=== RECORDS FOR THE EXERCISE ===
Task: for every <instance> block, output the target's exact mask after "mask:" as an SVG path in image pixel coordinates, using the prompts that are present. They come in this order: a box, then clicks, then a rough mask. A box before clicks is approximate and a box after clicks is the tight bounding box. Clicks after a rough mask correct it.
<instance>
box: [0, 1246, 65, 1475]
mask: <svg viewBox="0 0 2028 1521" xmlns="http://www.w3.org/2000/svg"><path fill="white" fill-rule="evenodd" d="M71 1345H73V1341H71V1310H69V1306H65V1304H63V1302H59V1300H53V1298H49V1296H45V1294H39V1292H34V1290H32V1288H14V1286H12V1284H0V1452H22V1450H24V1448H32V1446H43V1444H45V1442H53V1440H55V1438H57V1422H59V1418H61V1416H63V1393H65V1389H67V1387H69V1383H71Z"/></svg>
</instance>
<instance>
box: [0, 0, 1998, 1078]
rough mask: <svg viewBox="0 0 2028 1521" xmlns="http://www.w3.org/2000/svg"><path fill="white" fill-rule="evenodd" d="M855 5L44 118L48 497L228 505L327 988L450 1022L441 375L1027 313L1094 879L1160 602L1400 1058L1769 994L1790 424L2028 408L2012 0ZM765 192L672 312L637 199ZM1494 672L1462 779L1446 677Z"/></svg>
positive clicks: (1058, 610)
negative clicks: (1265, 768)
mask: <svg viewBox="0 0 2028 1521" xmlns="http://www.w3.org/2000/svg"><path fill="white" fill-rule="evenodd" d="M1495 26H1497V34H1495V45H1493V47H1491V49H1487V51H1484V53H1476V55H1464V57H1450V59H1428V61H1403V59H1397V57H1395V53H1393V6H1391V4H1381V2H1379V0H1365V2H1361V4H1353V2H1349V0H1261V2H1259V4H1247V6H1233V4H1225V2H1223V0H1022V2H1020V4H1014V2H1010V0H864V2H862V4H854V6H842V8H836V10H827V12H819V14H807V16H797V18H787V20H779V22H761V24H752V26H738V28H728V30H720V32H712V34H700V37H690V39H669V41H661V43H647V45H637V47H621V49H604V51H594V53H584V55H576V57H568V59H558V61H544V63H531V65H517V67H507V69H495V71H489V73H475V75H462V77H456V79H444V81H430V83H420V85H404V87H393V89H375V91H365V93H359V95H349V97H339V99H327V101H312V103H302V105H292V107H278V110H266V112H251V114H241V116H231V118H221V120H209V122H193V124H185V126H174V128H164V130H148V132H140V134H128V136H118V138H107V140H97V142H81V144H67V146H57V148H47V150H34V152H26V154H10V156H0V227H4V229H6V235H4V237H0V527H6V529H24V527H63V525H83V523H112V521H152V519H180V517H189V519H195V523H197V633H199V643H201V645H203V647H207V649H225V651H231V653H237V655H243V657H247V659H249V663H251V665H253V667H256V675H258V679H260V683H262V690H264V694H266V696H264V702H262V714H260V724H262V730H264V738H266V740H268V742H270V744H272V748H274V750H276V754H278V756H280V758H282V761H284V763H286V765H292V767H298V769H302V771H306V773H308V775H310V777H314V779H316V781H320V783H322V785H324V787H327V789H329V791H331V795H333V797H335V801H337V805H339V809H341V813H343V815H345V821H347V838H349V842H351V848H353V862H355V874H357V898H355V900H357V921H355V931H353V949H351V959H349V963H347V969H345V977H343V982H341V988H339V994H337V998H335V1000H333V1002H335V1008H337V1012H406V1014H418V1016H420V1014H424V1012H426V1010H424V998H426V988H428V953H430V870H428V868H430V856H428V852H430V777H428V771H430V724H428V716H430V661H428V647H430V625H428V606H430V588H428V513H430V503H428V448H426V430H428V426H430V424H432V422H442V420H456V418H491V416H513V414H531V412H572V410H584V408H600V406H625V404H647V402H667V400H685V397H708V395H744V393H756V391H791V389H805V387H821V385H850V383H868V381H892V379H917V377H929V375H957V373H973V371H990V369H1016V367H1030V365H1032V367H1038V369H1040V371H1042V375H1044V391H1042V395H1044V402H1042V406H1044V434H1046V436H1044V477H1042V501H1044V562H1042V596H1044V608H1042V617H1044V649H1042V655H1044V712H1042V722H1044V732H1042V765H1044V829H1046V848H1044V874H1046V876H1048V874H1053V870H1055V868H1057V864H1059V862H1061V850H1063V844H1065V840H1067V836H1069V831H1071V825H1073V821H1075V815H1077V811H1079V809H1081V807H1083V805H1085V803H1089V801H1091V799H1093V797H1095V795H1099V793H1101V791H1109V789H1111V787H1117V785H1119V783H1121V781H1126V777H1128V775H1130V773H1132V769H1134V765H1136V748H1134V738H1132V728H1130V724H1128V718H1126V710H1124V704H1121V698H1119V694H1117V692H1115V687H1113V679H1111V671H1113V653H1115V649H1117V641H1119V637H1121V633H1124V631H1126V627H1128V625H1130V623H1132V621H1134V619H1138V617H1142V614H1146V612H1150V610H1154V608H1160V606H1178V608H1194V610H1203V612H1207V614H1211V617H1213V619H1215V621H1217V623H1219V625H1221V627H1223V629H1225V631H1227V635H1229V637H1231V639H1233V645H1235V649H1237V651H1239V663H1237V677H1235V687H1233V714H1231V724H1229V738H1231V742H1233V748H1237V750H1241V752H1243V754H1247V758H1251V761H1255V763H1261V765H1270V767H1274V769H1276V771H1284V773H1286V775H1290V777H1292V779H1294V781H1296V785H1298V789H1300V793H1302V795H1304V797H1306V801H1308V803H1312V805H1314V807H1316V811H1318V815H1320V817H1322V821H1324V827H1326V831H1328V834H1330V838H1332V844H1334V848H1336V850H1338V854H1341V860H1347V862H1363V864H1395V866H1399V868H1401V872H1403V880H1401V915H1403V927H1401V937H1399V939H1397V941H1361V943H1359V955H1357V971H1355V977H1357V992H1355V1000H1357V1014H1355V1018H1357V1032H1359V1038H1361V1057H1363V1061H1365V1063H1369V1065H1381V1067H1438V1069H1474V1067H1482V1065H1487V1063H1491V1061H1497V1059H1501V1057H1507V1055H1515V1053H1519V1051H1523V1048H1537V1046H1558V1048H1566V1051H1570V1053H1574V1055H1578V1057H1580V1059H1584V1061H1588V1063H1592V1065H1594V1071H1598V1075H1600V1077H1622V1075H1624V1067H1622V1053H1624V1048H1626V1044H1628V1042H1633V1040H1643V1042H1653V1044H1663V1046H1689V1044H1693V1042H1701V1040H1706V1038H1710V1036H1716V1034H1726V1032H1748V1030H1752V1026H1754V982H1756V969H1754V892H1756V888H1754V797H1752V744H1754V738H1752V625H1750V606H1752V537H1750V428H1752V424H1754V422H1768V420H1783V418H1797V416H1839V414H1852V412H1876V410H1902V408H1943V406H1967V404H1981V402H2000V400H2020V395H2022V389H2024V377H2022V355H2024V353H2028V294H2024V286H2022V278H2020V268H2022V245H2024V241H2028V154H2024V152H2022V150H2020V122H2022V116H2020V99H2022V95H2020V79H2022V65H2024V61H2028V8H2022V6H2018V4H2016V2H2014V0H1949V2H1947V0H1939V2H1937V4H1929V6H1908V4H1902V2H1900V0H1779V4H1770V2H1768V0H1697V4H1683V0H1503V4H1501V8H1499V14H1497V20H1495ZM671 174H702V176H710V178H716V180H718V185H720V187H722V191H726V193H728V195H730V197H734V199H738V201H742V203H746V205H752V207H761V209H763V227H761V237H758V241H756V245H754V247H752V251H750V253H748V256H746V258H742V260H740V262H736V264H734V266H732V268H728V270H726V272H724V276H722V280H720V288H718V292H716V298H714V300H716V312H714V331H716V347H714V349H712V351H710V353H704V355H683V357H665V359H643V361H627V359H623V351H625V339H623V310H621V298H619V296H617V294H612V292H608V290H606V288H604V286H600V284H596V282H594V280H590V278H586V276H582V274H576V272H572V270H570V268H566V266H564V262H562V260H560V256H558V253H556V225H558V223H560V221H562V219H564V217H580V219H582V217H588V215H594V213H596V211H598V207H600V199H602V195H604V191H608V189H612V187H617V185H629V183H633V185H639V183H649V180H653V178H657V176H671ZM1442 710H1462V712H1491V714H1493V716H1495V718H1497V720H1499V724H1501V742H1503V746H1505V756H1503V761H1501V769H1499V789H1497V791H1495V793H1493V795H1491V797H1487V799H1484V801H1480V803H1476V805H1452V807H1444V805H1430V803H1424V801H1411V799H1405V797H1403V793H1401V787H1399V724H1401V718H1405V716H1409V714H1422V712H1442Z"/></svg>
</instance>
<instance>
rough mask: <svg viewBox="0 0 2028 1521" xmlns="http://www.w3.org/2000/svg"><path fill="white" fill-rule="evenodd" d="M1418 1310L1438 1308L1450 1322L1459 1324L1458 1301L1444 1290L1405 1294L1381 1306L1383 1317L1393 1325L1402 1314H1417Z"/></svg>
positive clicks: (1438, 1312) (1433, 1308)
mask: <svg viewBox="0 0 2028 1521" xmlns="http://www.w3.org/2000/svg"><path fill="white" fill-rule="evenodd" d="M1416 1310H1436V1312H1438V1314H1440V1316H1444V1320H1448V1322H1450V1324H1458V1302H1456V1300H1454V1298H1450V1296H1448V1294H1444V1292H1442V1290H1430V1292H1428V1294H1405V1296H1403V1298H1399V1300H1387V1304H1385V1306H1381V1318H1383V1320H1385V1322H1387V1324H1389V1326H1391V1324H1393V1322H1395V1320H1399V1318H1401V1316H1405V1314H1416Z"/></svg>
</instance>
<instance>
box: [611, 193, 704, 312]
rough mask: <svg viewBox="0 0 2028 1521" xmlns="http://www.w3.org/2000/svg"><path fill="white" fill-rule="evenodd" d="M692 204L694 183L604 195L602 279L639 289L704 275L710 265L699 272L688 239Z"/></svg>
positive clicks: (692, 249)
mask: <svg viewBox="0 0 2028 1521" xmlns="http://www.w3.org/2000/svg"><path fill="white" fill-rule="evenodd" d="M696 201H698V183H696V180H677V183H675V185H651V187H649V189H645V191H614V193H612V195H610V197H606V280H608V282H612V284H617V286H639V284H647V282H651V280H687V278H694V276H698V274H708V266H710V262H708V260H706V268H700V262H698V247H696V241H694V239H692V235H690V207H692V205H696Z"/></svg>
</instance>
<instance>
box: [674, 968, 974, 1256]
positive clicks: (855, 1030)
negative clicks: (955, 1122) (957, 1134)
===
## EXERCISE BRIEF
Give back exactly the lines running from the line that has "1310L1438 1308L1450 1322L1459" to the end of the entries above.

## OUTPUT
rough mask: <svg viewBox="0 0 2028 1521" xmlns="http://www.w3.org/2000/svg"><path fill="white" fill-rule="evenodd" d="M1418 1310L1438 1308L1450 1322L1459 1324L1458 1301L1444 1290L1405 1294L1381 1306L1383 1317L1393 1325L1402 1314H1417Z"/></svg>
positive clicks: (1438, 1312) (1433, 1308)
mask: <svg viewBox="0 0 2028 1521" xmlns="http://www.w3.org/2000/svg"><path fill="white" fill-rule="evenodd" d="M1416 1310H1436V1312H1438V1314H1440V1316H1444V1320H1448V1322H1450V1324H1458V1302H1456V1300H1454V1298H1450V1296H1448V1294H1444V1292H1442V1290H1430V1292H1428V1294H1405V1296H1403V1298H1399V1300H1387V1304H1385V1306H1381V1318H1383V1320H1385V1322H1387V1324H1389V1326H1391V1324H1393V1322H1395V1320H1399V1318H1401V1316H1405V1314H1416Z"/></svg>
</instance>
<instance>
box: [611, 193, 704, 312]
rough mask: <svg viewBox="0 0 2028 1521" xmlns="http://www.w3.org/2000/svg"><path fill="white" fill-rule="evenodd" d="M692 204L694 183L604 195L602 279L639 289L704 275L710 265L699 272L688 239Z"/></svg>
positive clicks: (692, 249)
mask: <svg viewBox="0 0 2028 1521" xmlns="http://www.w3.org/2000/svg"><path fill="white" fill-rule="evenodd" d="M696 201H698V183H696V180H677V183H675V185H651V187H649V189H645V191H614V193H612V195H610V197H606V280H608V282H612V284H617V286H639V284H647V282H651V280H687V278H694V276H698V274H708V266H710V262H708V260H706V268H700V262H698V247H696V241H694V239H692V235H690V207H692V205H696Z"/></svg>
</instance>
<instance>
box: [674, 968, 974, 1256]
positive clicks: (855, 1030)
negative clicks: (955, 1122) (957, 1134)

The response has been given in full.